[Start Records shown]

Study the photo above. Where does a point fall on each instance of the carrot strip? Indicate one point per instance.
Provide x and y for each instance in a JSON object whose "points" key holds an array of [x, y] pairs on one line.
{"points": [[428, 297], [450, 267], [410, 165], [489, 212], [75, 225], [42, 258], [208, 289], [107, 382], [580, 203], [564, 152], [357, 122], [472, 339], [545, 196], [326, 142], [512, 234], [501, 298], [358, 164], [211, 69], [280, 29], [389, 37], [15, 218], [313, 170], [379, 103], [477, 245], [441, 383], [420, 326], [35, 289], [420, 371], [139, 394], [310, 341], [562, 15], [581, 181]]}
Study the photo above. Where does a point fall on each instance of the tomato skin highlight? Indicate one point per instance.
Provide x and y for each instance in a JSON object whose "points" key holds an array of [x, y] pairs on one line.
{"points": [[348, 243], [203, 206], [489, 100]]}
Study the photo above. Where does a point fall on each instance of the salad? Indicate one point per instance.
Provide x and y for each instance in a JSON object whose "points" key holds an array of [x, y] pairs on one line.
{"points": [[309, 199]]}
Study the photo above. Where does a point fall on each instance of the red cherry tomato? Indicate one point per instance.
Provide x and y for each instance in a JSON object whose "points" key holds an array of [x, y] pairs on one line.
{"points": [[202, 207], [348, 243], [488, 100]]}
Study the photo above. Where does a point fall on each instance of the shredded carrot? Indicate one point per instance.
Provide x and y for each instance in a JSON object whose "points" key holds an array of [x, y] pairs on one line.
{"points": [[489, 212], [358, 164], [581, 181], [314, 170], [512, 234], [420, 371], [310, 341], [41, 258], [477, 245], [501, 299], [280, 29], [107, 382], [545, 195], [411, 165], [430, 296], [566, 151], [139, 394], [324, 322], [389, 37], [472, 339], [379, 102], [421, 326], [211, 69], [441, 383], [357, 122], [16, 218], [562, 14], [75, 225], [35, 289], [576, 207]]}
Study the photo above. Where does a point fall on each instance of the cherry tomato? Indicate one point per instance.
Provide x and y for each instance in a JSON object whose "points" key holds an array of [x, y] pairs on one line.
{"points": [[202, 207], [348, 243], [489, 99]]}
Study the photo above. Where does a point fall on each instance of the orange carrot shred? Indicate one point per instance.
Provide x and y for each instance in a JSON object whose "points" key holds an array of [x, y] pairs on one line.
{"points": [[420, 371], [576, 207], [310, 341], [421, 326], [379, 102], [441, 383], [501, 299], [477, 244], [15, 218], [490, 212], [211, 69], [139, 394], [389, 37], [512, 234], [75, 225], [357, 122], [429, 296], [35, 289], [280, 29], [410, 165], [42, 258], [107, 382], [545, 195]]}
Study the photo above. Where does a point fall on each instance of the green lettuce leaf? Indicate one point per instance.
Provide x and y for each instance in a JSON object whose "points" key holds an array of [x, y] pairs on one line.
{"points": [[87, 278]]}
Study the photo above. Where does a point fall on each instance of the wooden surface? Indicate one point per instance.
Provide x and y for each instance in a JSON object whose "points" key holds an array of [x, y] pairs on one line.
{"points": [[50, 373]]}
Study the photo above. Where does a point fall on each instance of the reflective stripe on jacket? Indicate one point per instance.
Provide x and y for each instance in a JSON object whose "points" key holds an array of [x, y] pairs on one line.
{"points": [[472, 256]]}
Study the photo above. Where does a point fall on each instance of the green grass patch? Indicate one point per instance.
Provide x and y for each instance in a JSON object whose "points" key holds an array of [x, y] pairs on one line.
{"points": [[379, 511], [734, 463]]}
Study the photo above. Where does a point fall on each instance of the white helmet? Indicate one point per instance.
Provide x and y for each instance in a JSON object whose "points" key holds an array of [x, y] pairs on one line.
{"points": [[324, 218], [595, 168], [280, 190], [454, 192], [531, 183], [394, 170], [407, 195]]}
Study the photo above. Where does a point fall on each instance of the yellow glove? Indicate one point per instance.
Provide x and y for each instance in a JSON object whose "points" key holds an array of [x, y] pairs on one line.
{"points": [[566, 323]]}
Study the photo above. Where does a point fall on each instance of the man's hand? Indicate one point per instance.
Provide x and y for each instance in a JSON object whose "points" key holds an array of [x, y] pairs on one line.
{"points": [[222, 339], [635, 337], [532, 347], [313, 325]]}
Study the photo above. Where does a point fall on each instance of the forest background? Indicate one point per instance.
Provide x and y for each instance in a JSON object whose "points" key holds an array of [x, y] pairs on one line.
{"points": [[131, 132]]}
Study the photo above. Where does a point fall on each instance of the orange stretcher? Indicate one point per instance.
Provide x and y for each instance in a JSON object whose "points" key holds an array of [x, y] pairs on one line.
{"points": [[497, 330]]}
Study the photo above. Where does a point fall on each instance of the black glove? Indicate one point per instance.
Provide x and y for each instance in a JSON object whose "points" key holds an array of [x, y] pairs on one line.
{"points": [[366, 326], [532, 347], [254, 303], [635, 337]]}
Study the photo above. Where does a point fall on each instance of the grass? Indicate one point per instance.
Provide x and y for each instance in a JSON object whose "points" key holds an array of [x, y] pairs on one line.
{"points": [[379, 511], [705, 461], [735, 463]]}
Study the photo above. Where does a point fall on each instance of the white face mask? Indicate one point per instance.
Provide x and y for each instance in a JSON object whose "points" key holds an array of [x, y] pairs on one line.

[End Records shown]

Problem description: Reproduce the lines from the one containing "black glove? Indicate one point per instance." to the end of the entries, keeping both ends and adding nothing.

Final result:
Study the photo above. Where does a point fall on each instance of the black glove? Indicate one point per instance.
Provide x and y for each instance in a JSON object whose "points" key holds an array of [x, y] pairs on one line.
{"points": [[366, 326], [532, 347], [254, 303], [635, 337]]}
Study the photo above. Where does a point fall on each instance of the grass? Indicate one point per instance.
Provide x and y for each instance in a JSON object whose "points" key holds an array of [x, y] pairs on one line.
{"points": [[379, 511], [705, 461], [735, 463]]}
Study the photo above. Where does a point fall on each instance of the white face mask? Indicate one point per instance.
Provide x and y for each instance in a JSON object whose "points" key holds an array of [x, y] pairs on one line.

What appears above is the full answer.